→ **SET EXERCISE**: Reproduce the records verbatim from their very beginning down to and including the line containing "Target: group of people", leaving the picture out of your reply.

→ **EXTRACTED MATERIAL**:
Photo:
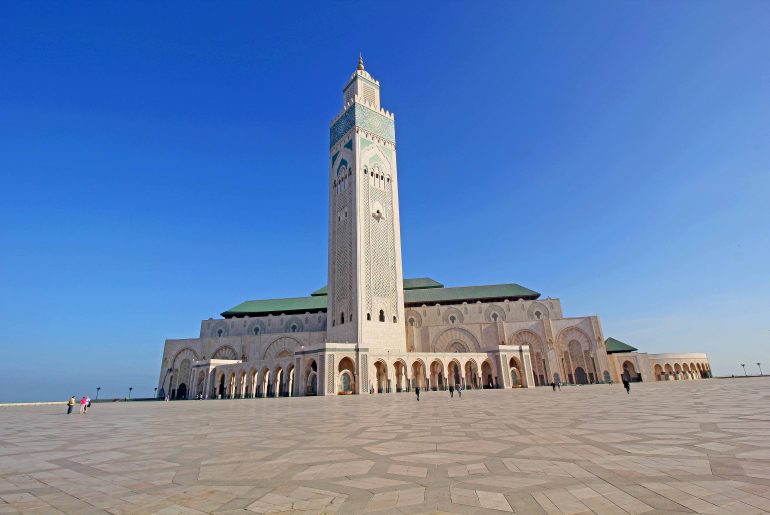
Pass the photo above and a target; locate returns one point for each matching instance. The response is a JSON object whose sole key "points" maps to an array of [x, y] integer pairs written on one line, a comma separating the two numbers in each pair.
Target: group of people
{"points": [[452, 389], [85, 403]]}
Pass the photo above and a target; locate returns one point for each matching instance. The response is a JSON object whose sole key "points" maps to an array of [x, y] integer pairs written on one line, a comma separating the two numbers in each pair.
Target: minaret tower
{"points": [[366, 296]]}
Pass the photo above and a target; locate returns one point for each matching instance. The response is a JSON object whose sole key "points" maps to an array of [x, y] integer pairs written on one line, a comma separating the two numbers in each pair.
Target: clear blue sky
{"points": [[161, 163]]}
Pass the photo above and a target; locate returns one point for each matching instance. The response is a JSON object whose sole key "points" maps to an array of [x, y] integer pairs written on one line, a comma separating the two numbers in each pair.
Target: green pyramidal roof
{"points": [[416, 292], [614, 345]]}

→ **SOLVED EXERCISE**:
Photo:
Pass the photo above and a target; locate returns one point for each matching instance. The response is a JSON object whose sole key "points" maps to an array of [x, y] integer pairs written on one line, a comma separating the two numbers in each pair.
Target: group of people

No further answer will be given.